* WHAT YOU SHOULD DO
Please write out every one of the following rows without changing a single character.

Begin LISTED RECORDS

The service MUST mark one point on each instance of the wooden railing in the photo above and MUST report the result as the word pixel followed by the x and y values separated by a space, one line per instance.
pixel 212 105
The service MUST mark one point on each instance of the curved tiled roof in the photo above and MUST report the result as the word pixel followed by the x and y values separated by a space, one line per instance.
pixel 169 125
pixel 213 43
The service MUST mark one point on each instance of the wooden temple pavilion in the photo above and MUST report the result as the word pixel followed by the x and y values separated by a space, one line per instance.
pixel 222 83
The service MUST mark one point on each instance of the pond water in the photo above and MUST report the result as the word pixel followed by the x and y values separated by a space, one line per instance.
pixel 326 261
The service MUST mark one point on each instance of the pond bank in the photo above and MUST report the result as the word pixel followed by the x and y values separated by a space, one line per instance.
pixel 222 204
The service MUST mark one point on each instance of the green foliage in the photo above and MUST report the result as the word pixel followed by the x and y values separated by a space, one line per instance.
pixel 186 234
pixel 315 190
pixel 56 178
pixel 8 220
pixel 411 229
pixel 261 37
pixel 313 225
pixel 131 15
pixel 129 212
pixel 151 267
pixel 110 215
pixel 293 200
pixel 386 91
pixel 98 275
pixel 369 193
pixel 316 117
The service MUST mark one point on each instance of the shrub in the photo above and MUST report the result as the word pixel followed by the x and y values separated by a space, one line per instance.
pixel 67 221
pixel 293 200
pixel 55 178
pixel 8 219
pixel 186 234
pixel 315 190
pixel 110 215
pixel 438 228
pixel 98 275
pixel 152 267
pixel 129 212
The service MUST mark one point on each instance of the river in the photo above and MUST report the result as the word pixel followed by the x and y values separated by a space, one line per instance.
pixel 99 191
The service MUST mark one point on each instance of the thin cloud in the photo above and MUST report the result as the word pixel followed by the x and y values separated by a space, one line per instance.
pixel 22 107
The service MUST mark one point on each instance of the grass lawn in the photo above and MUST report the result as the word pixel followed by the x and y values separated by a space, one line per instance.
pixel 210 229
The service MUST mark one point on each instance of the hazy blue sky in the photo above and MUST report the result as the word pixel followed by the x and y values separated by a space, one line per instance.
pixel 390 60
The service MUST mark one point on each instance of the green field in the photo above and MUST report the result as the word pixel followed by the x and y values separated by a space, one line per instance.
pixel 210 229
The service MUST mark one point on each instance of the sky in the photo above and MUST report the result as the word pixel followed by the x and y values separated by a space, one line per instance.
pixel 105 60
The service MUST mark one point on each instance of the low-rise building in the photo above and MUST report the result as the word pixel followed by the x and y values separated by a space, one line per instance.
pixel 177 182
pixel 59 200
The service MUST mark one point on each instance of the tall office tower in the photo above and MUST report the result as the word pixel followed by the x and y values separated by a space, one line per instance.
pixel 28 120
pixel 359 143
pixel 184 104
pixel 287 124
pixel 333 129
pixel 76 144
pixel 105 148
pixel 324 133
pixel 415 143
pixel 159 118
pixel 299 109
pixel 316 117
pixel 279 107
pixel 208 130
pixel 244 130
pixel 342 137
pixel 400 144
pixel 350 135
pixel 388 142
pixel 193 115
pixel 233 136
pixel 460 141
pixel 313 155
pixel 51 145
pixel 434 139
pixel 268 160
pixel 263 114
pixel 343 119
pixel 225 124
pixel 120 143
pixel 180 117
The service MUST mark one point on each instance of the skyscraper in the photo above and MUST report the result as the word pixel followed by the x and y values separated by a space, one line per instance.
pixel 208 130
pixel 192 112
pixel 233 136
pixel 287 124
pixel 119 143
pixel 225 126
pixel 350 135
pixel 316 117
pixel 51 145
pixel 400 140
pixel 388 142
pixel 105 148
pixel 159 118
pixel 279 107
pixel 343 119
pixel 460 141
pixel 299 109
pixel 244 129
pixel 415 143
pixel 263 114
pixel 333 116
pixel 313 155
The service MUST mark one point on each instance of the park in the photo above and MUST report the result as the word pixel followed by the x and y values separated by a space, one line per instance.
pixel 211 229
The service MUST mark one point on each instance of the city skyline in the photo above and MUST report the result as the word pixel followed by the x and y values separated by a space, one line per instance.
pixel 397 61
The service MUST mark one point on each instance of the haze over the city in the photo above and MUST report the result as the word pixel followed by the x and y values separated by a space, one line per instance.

End LISTED RECORDS

* SOLUTION TO THIS EXERCISE
The service MUST mark one point on each instance of the wooden railing in the photo above and MUST report the result as the word pixel followed by the x and y values separated by a space, one line per instance.
pixel 212 105
The service MUST mark one point on each instance of the curved tiled roof in the photo above and MUST report the result as the word pixel followed by the x and y values separated by a space, one line per instance.
pixel 169 125
pixel 213 43
The service MUST mark one point on each instance of the wooden temple pavilion in the photo above and MUST report the result as the word pixel followed by the x and y values separated by a space, one line per instance.
pixel 222 83
The service MUST mark one point on each instance of the pond water in the photo above and MUST report the result as the word pixel followed by the x and y values separated by a space, one line per instance.
pixel 326 261
The service MUST mark one point on each instance of the pond bank in the photo above and MUST report the result as the word pixel followed by the x and y values separated by a space, one line per instance.
pixel 222 204
The service MUST mark one point on each instance of the green foliage in the photo above and MUST report the result as the word pixel followed by the x and y values separated by a space, one line per instance.
pixel 186 234
pixel 315 190
pixel 56 178
pixel 8 220
pixel 411 229
pixel 261 37
pixel 313 225
pixel 131 15
pixel 129 212
pixel 151 267
pixel 110 215
pixel 293 200
pixel 386 91
pixel 98 275
pixel 369 193
pixel 316 117
The service MUST mark one point on each instance of the shrub in the photo above and MUST report the result as the word pixel followed by the x and y values separated by a space, one line per instance.
pixel 67 221
pixel 293 200
pixel 55 178
pixel 8 219
pixel 186 234
pixel 315 190
pixel 110 215
pixel 438 228
pixel 98 275
pixel 152 267
pixel 129 212
The service MUST mark one point on each instance of the river in the photo above and MUST report the result as the word pixel followed by the x and y values separated by a space, one line per instance.
pixel 99 191
The service MUST mark one point on each instance of the thin cloud in the photo above and MUST report the result as the word pixel followed by the x and y values separated by a space, one line per instance.
pixel 22 107
The service MUST mark one point on each instance of the grass lawn in the photo above and MUST report the result as the word pixel followed by the x and y values separated by a space, one line per instance.
pixel 210 229
The service MUST mark one point on each instance of the hazy blue sky in the photo above and MUST report the result as the word pixel followed by the x and y values separated by a space, one line per instance.
pixel 390 60
The service MUST mark one point on each instance of the green field in the photo above and MUST report the result as the word pixel followed by the x and y values separated by a space, one line per instance.
pixel 210 229
The service MUST mark one point on each instance of the sky in the photo above and MUST report the result as the word pixel followed by the x and y values separated by a space, one line per instance.
pixel 105 60
The service MUST mark one point on each instance of the low-rise building in the photo above and MUST report the result as the word pixel followed by the x and y values separated by a space, one line per instance.
pixel 177 182
pixel 59 200
The service MUST mark one point on each instance of the tall office tower in the photo above and MUST report the result as the word pixel followed by the x and y values separated by a space, one line per instance.
pixel 28 120
pixel 359 143
pixel 184 104
pixel 287 124
pixel 333 129
pixel 76 144
pixel 105 148
pixel 324 133
pixel 415 143
pixel 159 118
pixel 299 109
pixel 316 117
pixel 279 107
pixel 208 130
pixel 244 130
pixel 342 137
pixel 400 144
pixel 350 135
pixel 388 142
pixel 193 115
pixel 233 136
pixel 460 141
pixel 313 155
pixel 51 145
pixel 434 139
pixel 268 160
pixel 263 114
pixel 343 119
pixel 225 124
pixel 120 143
pixel 180 117
The service MUST mark one point on each instance of the skyscraper in the photo above and MUST report the result as the word pixel followed by the x and y values separated by a space, one line per instance.
pixel 208 130
pixel 192 112
pixel 233 136
pixel 287 124
pixel 119 143
pixel 225 126
pixel 350 135
pixel 316 117
pixel 51 145
pixel 400 140
pixel 388 142
pixel 105 148
pixel 159 118
pixel 279 107
pixel 343 119
pixel 460 141
pixel 299 109
pixel 244 129
pixel 415 143
pixel 263 114
pixel 333 116
pixel 313 155
The service MUST mark one point on each instance of the park in the photo above and MUST report the result as the word pixel followed by the x and y values separated by a space, one line per instance.
pixel 211 229
The service MUST mark one point on each instance of the city skyline in the photo above and MUST report the result as the word pixel followed by the x and y values separated by a space, one line per instance.
pixel 397 61
The service MUST mark one point on each instance of the haze over the city in the photo above and MUST report the result as the word pixel followed by the x and y values separated by a space, one line per instance.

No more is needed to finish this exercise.